### Data to use:
Begin

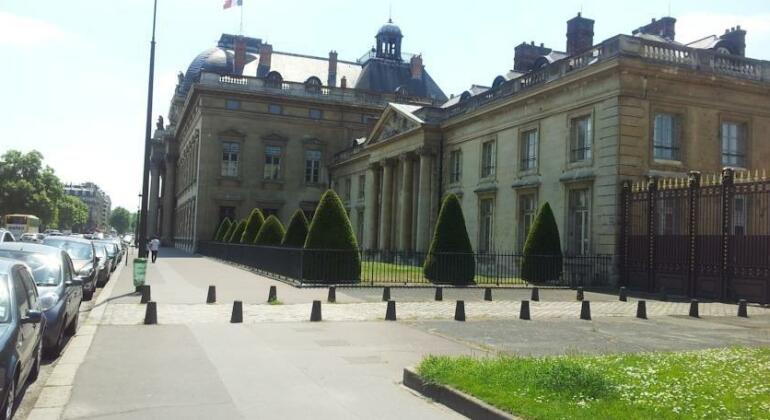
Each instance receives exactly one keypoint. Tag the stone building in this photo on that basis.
(250, 126)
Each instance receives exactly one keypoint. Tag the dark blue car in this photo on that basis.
(21, 332)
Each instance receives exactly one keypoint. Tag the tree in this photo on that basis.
(120, 219)
(450, 258)
(296, 233)
(28, 187)
(542, 249)
(254, 222)
(331, 250)
(223, 228)
(271, 233)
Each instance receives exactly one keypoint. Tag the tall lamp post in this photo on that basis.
(148, 132)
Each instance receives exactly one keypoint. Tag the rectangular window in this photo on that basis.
(666, 137)
(734, 144)
(275, 109)
(486, 215)
(488, 159)
(579, 218)
(455, 166)
(230, 152)
(580, 138)
(272, 162)
(529, 150)
(312, 166)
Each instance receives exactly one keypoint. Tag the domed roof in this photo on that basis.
(215, 60)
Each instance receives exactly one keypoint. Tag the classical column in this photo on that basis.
(169, 182)
(370, 213)
(423, 201)
(387, 203)
(405, 219)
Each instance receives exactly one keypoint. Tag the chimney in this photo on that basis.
(580, 34)
(415, 67)
(265, 55)
(332, 80)
(239, 57)
(665, 28)
(526, 54)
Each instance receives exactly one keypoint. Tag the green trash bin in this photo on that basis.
(140, 269)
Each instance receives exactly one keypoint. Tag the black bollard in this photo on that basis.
(460, 311)
(151, 313)
(315, 313)
(694, 308)
(390, 312)
(488, 294)
(585, 310)
(641, 309)
(742, 310)
(145, 293)
(524, 312)
(237, 315)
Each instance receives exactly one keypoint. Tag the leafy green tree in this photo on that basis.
(450, 258)
(26, 186)
(296, 233)
(331, 250)
(271, 233)
(542, 249)
(120, 219)
(254, 222)
(223, 228)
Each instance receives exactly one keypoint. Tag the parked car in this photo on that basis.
(84, 260)
(60, 292)
(21, 332)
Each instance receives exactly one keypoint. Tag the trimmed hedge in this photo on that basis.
(450, 259)
(235, 237)
(331, 254)
(296, 233)
(224, 227)
(271, 233)
(542, 250)
(253, 224)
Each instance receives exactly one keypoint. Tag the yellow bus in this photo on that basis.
(19, 224)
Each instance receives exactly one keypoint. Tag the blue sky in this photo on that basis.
(74, 73)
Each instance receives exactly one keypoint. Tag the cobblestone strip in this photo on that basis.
(133, 314)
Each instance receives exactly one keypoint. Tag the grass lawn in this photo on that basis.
(717, 384)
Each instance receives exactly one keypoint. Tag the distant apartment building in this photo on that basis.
(98, 202)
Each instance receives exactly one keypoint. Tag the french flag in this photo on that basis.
(230, 3)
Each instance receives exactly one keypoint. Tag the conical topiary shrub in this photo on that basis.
(253, 224)
(331, 250)
(238, 232)
(450, 259)
(542, 249)
(223, 228)
(271, 233)
(296, 233)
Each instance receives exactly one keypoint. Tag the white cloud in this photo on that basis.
(24, 31)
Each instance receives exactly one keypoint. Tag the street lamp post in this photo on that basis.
(148, 127)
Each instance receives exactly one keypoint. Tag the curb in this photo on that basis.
(464, 404)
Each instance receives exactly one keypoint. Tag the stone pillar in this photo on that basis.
(386, 205)
(370, 213)
(423, 201)
(405, 219)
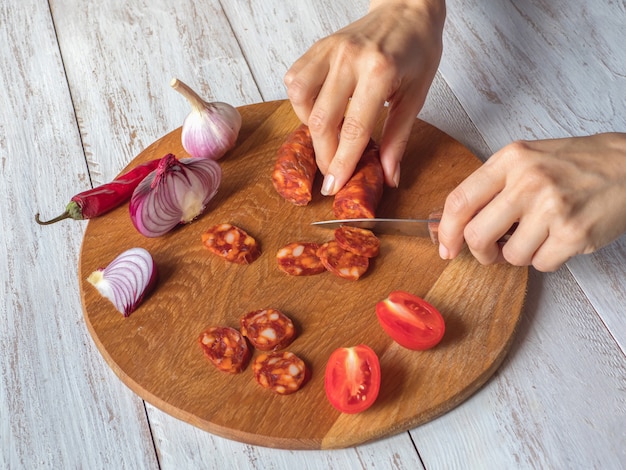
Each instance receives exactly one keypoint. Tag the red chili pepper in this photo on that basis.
(97, 201)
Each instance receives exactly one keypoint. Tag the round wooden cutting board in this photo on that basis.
(155, 350)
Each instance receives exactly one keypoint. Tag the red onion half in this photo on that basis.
(176, 192)
(126, 280)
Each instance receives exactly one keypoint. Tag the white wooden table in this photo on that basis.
(85, 87)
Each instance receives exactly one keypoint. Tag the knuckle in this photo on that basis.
(546, 265)
(474, 239)
(297, 91)
(353, 130)
(457, 201)
(318, 122)
(514, 256)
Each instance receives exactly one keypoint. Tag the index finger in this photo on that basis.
(356, 130)
(464, 202)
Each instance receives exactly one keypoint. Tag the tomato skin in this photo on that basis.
(410, 321)
(352, 378)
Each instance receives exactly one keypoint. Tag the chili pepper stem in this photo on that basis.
(65, 215)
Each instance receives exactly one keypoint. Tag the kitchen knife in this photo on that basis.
(408, 227)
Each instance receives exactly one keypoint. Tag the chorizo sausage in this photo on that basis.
(281, 372)
(357, 240)
(295, 167)
(268, 329)
(360, 196)
(225, 348)
(300, 259)
(342, 262)
(231, 243)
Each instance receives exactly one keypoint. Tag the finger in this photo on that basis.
(304, 81)
(356, 130)
(326, 117)
(483, 234)
(396, 132)
(463, 203)
(551, 255)
(522, 245)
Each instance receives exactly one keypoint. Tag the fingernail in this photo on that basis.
(328, 185)
(396, 176)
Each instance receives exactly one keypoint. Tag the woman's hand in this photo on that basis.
(568, 197)
(339, 86)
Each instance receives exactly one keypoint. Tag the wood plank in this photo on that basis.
(557, 401)
(89, 56)
(541, 70)
(183, 446)
(120, 57)
(60, 407)
(164, 365)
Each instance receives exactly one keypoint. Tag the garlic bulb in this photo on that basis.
(210, 129)
(175, 193)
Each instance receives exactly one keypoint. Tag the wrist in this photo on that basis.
(435, 10)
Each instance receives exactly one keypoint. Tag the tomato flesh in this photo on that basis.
(352, 378)
(410, 321)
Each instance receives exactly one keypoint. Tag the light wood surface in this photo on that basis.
(85, 88)
(155, 352)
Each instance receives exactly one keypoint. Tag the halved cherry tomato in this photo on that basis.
(352, 378)
(410, 321)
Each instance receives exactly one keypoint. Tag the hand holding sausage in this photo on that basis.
(390, 55)
(567, 195)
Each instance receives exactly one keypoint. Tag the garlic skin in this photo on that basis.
(210, 129)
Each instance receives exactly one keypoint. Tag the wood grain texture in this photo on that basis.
(554, 420)
(92, 78)
(536, 70)
(154, 351)
(59, 406)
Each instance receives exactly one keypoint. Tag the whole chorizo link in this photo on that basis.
(295, 167)
(360, 196)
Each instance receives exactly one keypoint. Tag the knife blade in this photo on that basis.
(425, 228)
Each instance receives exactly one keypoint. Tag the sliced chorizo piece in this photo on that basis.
(360, 241)
(295, 167)
(360, 196)
(231, 243)
(281, 371)
(341, 262)
(300, 259)
(268, 329)
(225, 348)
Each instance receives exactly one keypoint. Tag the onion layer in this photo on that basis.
(176, 192)
(126, 280)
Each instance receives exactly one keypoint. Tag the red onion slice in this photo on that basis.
(126, 280)
(176, 192)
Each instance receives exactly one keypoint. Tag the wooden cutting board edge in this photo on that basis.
(277, 442)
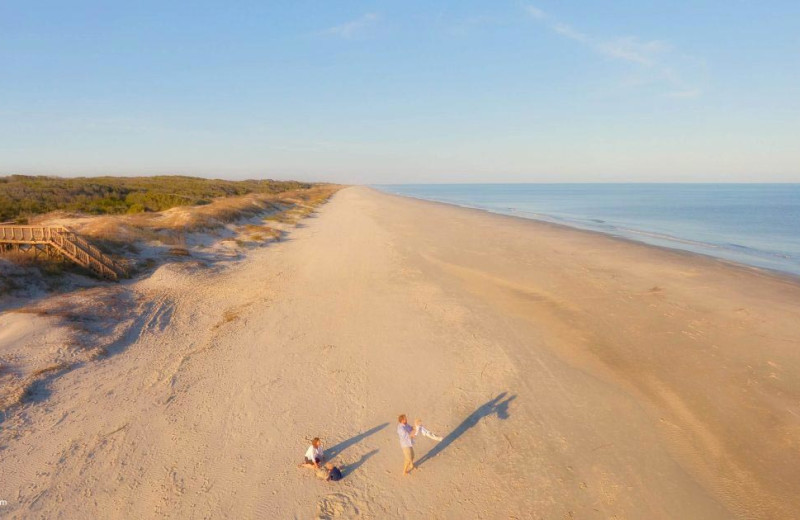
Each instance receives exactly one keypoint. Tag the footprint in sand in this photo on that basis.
(337, 505)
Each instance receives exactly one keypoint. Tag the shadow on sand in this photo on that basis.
(335, 451)
(350, 468)
(498, 405)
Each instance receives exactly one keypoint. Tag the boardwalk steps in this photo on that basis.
(60, 241)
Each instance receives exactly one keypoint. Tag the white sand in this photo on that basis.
(573, 375)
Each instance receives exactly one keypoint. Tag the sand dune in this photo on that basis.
(571, 375)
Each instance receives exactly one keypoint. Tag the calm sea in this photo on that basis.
(753, 224)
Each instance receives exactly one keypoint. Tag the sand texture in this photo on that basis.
(572, 375)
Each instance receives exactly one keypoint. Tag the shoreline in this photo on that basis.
(556, 222)
(570, 373)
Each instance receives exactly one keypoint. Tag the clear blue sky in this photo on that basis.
(373, 92)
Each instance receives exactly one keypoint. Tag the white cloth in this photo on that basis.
(313, 453)
(421, 430)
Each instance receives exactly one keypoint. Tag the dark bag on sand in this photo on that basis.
(335, 474)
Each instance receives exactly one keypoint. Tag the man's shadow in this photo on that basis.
(498, 405)
(334, 451)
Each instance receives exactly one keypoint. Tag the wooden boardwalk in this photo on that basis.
(58, 240)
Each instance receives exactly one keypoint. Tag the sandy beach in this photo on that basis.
(571, 374)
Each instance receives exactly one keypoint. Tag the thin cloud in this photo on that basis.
(655, 55)
(633, 50)
(535, 12)
(353, 28)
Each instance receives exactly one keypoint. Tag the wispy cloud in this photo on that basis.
(655, 57)
(535, 12)
(353, 28)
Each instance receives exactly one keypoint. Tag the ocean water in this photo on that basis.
(752, 224)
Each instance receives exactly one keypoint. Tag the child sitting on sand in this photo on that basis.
(421, 430)
(314, 454)
(329, 472)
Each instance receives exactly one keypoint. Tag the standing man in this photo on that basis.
(406, 434)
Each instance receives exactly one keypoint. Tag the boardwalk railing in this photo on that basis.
(64, 242)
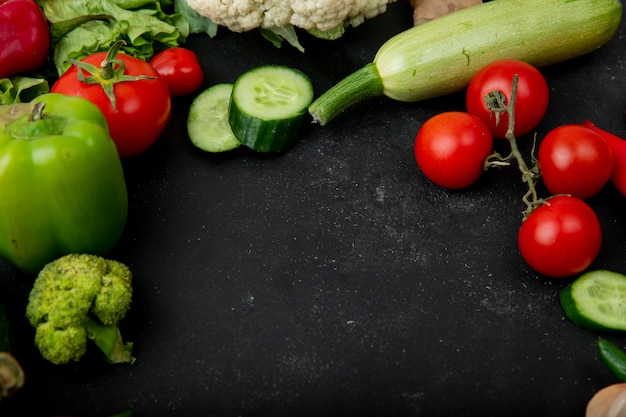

End

### Goal:
Give the part of the data that opens with the line containing "Each instance receives exactly one keypoint. Tag the child" and closes at the end of the data as a numbered list, one line per item, with blank lines and pictures left out.

### Response to the task:
1. Each instance receives exactly one keypoint. Tag the child sitting on sand in this photo on that basis.
2. (421, 430)
3. (314, 454)
4. (329, 472)
5. Each instance receives exactly one keypoint. Tag the standing man in this photo on that basis.
6. (406, 434)
7. Each instance receives exactly one keypoint. Tag the boardwalk railing in this photo on that basis.
8. (64, 242)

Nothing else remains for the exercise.